● **Task set**
- a) In the discriminantValidity documentation below, rewrite the paragraph beginning "`discriminantValidity` function calculates two sets" as a short list that keeps its main facts.
- b) Pick up the discriminantValidity documentation below after its final sentence and continue it.

● **Provided passage**
***
R/discriminantValidity.R
In semTools: Useful Tools for Structural Equation Modeling

Documented in discriminantValidity

### Mikko Rönkkö   (Roxygen edits by TDJ)
### Last updated: 12 February 2025


##' Calculate discriminant validity statistics
##'
##' Calculate discriminant validity statistics based on a fitted lavaan object
##'
##' Evaluated on the measurement scale level, discriminant validity is commonly
##' evaluated by checking if each pair of latent correlations is sufficiently
##' below one (in absolute value) that the latent variables can be thought of
##' representing two distinct constructs.
##'
##' `discriminantValidity` function calculates two sets of statistics that
##' are commonly used in discriminant validity evaluation. The first set are
##' factor correlation estimates and their confidence intervals. The second set
##' is a series of nested model tests, where the baseline model is compared
##' against a set of constrained models that are constructed by constraining
##' each factor correlation to the specified cutoff one at a time.
##'
##' The function assume that the `object` is set of confirmatory
##' factor analysis results where the latent variables are scaled by fixing their
##' variances to 1s. If the model is not a CFA model, the function will calculate
##' the statistics for the correlations among exogenous latent variables, but
##' for the *residual* variances with endogenous variables. If the
##' latent variables are scaled in some other way (e.g. fixing the first loadings),
##' the function issues a warning and re-estimates the model by fixing latent
##' variances to 1 (and estimating all loadings) so that factor covariances are
##' already estimated as correlations.
##'
##' The likelihood ratio tests are done by comparing the original baseline model
##' against more constrained alternatives. By default, these alternatives are
##' constructed by fixing each correlation at a time to a cutoff value. The
##' typical purpose of this test is to demonstrate that the estimated factor
##' correlation is well below the cutoff and a significant \eqn{chi^2} statistic
##' thus indicates support for discriminant validity. In some cases, the original
##' correlation estimate may already be greater than the cutoff, making it
##' redundant to fit a "restricted" model. When this happens, the likelihood
##' ratio test will be replaced by comparing the baseline model against itself.
***
● **Supplied material**
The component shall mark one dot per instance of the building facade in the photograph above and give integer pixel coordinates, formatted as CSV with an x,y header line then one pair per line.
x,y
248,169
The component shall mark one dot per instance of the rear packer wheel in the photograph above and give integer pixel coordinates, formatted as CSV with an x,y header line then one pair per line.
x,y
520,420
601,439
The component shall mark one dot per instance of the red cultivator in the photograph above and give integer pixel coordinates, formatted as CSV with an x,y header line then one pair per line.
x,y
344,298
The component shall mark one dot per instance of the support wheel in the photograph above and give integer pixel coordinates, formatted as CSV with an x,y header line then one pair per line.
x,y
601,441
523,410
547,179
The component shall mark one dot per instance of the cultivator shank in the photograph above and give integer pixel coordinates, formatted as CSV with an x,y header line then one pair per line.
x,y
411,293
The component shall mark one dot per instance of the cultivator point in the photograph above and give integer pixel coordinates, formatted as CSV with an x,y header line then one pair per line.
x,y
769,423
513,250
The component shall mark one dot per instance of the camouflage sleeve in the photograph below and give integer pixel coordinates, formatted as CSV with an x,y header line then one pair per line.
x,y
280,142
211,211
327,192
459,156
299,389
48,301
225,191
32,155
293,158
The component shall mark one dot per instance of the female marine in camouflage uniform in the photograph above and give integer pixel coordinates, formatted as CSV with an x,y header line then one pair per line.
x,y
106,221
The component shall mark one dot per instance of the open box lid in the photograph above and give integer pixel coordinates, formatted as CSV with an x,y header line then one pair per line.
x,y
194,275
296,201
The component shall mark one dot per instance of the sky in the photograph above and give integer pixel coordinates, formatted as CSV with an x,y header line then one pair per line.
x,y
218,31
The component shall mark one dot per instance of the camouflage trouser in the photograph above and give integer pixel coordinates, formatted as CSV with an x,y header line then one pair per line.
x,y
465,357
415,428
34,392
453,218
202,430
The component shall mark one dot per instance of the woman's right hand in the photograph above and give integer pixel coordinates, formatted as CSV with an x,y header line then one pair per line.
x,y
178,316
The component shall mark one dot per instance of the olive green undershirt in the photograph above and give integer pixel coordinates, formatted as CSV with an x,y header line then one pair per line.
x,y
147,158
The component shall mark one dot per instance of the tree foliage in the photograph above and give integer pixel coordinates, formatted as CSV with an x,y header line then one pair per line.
***
● **Outputs for the tasks**
- a)
The `discriminantValidity` function calculates two sets of statistics commonly used to evaluate discriminant validity:
- factor correlation estimates and their confidence intervals;
- a series of nested model tests comparing the baseline model against constrained models, each built by constraining one factor correlation at a time to the specified cutoff.

- b)
##' For correlations that are estimated to be negative, a negation of the cutoff
##' is used in the constrained model.
##'
##' Another alternative is to do a nested model comparison against a model where
##' two factors are merged as one by setting the `merge` argument to
##' `TRUE`. In this comparison, the constrained model is constructed by
##' removing one of the correlated factors from the model and assigning its
##' indicators to the factor that remains in the model.
##'
##'
##' @importFrom lavaan lavInspect lavNames parTable
##'
##' @param object The [lavaan::lavaan-class] model object returned by
##'   the [lavaan::cfa()] function.
##' @param cutoff A cutoff to be used in the constrained models in likelihood
##'   ratio tests.
##' @param merge Whether the constrained models should be constructed by merging
##'   two factors as one. Implies `cutoff` = 1.
##'
##' @inheritParams lavaan::parameterEstimates
##'
##' @return A `data.frame` of latent variable correlation estimates, their
##' confidence intervals, and a likelihood ratio tests against constrained models.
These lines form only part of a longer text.